• Text provided:
Building Real-Time Analytics Pipelines

A technical guide to building real-time analytics pipelines using change data capture, stream processing, and materialized views — with patterns from Klivvr's Data Platform.

technical5 min readBy Klivvr Engineering
Share:

Batch processing handles most analytics workloads well. Running dbt models every hour or every day gives stakeholders data that is fresh enough for strategic decisions. But some use cases demand lower latency. Fraud detection needs sub-second response times. Real-time dashboards for operations teams lose value if the data is an hour old. Customer-facing features like spending summaries need to reflect the latest transactions.

This article covers the architecture patterns Klivvr's Data Platform uses to deliver real-time analytics, from change data capture at the source to materialized views at the consumption layer.

Change Data Capture

Change Data Capture (CDC) is the foundation of real-time data pipelines. Instead of periodically querying source databases for changes, CDC captures every insert, update, and delete as it happens by reading the database's transaction log.

# CDC consumer using Debezium format
import json
from dataclasses import dataclass
from datetime import datetime
from nats.aio.client import Client as NATS
 
@dataclass
class ChangeEvent:
    operation: str  # "c" create, "u" update, "d" delete
    table: str
    before: dict | None
    after: dict | None
    timestamp: datetime
    transaction_id: str
 
class CDCConsumer:
    def __init__(self, nats_url: str, subjects: list[str]):
        self.nats_url = nats_url
        self.subjects = subjects
        self.nc = NATS()
        self.handlers: dict[str, callable] = {}
 
    async def connect(self):
        await self.nc.connect(self.nats_url)
        for subject in self.subjects:
            await self.nc.subscribe(subject, cb=self._handle_message)
 
    async def _handle_message(self, msg):
        payload = json.loads(msg.data.decode())
        event = ChangeEvent(
            operation=payload["op"],
            table=payload["source"]["table"],
            before=payload.get("before"),
            after=payload.get("after"),
            timestamp=datetime.fromtimestamp(
                payload["ts_ms"] / 1000
            ),
            transaction_id=payload["source"].get("txId", "")

• Task instructions:
A: Print the entries line for line, starting with their first line and going on through the line that contains "(1338, 591)", with both of those lines included. Omit the picture from your output.
B: Proceed with the article on building real-time analytics pipelines, picking up right after its last line.

• Data section:
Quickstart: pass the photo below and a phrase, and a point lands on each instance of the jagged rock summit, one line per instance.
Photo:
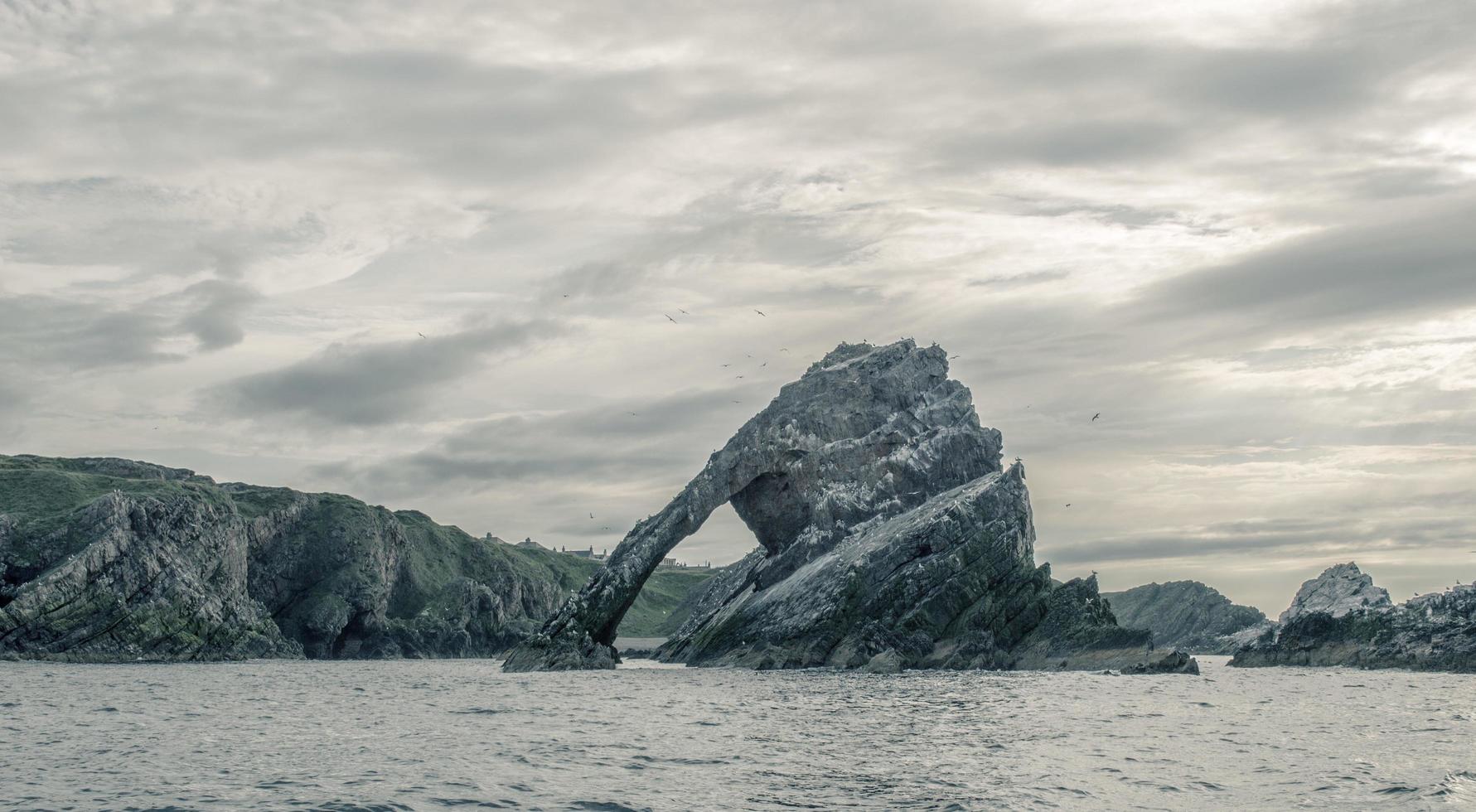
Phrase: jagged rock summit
(889, 536)
(1187, 615)
(1341, 619)
(1338, 591)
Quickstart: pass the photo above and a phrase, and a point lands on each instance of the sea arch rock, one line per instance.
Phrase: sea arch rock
(865, 434)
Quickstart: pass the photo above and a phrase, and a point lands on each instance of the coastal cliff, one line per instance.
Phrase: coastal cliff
(119, 560)
(1342, 619)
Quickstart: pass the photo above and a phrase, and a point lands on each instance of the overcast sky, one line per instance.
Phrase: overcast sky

• Results in order:
A:
Quickstart: pass the photo below and a phrase, and a point lands on each instance of the jagged rock summit, one line per instance.
Photo:
Phrase: jagged rock summit
(889, 536)
(1187, 615)
(1341, 619)
(1338, 591)

B:
        )
 
        handler = self.handlers.get(event.table)
        if handler:
            await handler(event)
 
    def on_change(self, table: str):
        """Decorator to register a handler for a table."""
        def decorator(func):
            self.handlers[table] = func
            return func
        return decorator
 
# Usage
consumer = CDCConsumer(
    nats_url="nats://localhost:4222",
    subjects=["cdc.payments.*", "cdc.customers.*"]
)
 
@consumer.on_change("payments")
async def handle_payment_change(event: ChangeEvent):
    if event.operation in ("c", "u"):
        payment = event.after
        await update_real_time_metrics(payment)
        await check_fraud_rules(payment)

CDC provides three guarantees that batch extraction cannot: completeness (no changes are missed between extraction windows), ordering (events arrive in transaction order), and timeliness (changes are available within seconds of the commit).

Stream Processing Architecture

Raw CDC events need processing before they are useful for analytics. Stream processing transforms, enriches, and aggregates events in real time.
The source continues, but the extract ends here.